Aufgabenstellung: Welches Bild zeigt der Film laut der Filmkritik direkt am Anfang?

Seitentext:
+++

Donnerstag, 11. Oktober 2018

Eine griechische Odyssee - Kritik: Dance Fight Love Die - With Mikis on the Road (2018)


 Asteris Kutulas begleitete den griechischen Komponisten Mikis Theodorakis, der unter anderem den »Sirtaki« für den Film »Alexis Sorbas« verfasste, über drei Jahrezehnte mit seiner Kamera, war das Auge, das um ihn herum schwirrte, aufnahm und damit Bruchstücke seiner Reise durch die Konzertwelt festhielt. Aus diesem historischen, dokumentarischen Archivmaterial sowie einigen fiktiven Interpretationen von Theodorakis’ Musik hat der Regisseur nun sein eigenwilliges Porträt »Dance Fight Love Die - With Mikis on the Road« über den griechischen Ausnahmekünstler geschaffen. Es ist gewiss kein Film, den man erwarten kann. Und ebenso wenig ein herkömmliches Porträt eines Künstlers.

Der Film zählt dabei zu einer geplanten Konzept-Tetralogie von Kutulas, die aus drei Opern (»Elektra«, »Medea« & »Antigone«), die auf Theodorakis Musik basieren, drei antike Tragödien, eine Thanatos-Trilogie und einer Komödie besteht. »Dance Fight Love Die« ist in dieser Konstellation nun die abschließende Komödie, die historisches mit fiktiven Material kreuzt und sowie die anderen Werke auch auf mehreren Ebenen Traditionelles und Assoziatives miteinander verweben (sollen). Es ist nach »Recyling Medea« (2011) nun der zweite entstandene Film aus dieser Tetralogie.

Direkt am Anfang beginnt der Film mit dem folgenden Bild: Im Hintergrund sieht man in der Ferne die Akropolis und davor, auf einem Balkon stehend, Mikis Theodorakis. Der Film setzt diese beide Figuren im Bild gleich. Sie sind zwei griechische Monumente, die in dieser Sekunde vereint werden. Dieses Bild erklärt das Vorgehen des Films. Denn Kutulas Film ist weniger ein brav-informative Dokumentation, als mehr eine essayistische Beschäftigung mit der mythischen Figur von Theodorakis beziehungsweise der mythischen Kraft seiner Musik. Als Nichtkennter von Theodorakis, seiner Musik oder seiner Bedeutung ist diese Herangehensweise von Kutulas zunächst vielleicht etwas sperrig, um den Film zu durchsteigen, denn es ist übersprudelndes und überfrachtetes Werk, das seinem Riesen, der schon knapp ein Jahrhundert auf dieser Erde weilt, ein Denkmal mit diesem Film setzen möchte, dabei oft in sich selbst versinkt oder sich selbst zelebriert. Das macht aber gerade die Wirkung des Films aus.

+++

Datenauszug:
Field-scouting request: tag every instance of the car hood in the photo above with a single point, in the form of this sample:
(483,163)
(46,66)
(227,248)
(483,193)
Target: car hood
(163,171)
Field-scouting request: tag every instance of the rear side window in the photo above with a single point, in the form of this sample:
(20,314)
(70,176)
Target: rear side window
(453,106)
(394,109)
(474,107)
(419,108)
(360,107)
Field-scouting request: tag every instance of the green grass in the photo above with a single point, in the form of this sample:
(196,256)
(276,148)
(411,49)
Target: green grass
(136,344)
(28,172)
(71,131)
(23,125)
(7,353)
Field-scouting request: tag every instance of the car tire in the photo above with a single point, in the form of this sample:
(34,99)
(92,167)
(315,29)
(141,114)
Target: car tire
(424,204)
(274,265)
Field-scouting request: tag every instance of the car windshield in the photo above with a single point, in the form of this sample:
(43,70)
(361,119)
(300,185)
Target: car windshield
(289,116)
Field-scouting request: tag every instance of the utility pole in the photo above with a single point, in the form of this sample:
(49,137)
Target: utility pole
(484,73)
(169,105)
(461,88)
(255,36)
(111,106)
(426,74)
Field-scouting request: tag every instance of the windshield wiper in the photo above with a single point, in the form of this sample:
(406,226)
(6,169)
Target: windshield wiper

+++

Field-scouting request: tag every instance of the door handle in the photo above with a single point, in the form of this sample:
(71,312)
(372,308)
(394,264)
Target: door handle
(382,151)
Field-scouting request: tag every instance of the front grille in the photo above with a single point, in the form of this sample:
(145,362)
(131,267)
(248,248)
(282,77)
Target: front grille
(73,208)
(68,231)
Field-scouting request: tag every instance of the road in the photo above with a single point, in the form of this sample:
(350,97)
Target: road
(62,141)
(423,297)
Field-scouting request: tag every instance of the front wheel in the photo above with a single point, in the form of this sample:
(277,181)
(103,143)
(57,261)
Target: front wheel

+++

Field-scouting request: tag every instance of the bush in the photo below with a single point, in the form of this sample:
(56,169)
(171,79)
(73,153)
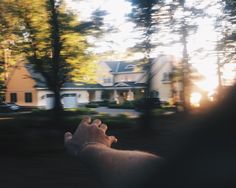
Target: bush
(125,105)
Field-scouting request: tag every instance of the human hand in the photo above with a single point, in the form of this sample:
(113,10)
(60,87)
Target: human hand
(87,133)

+++

Ergebnis: Mikis Theodorakis steht auf einem Balkon, und im Hintergrund ist in der Ferne die Akropolis zu sehen.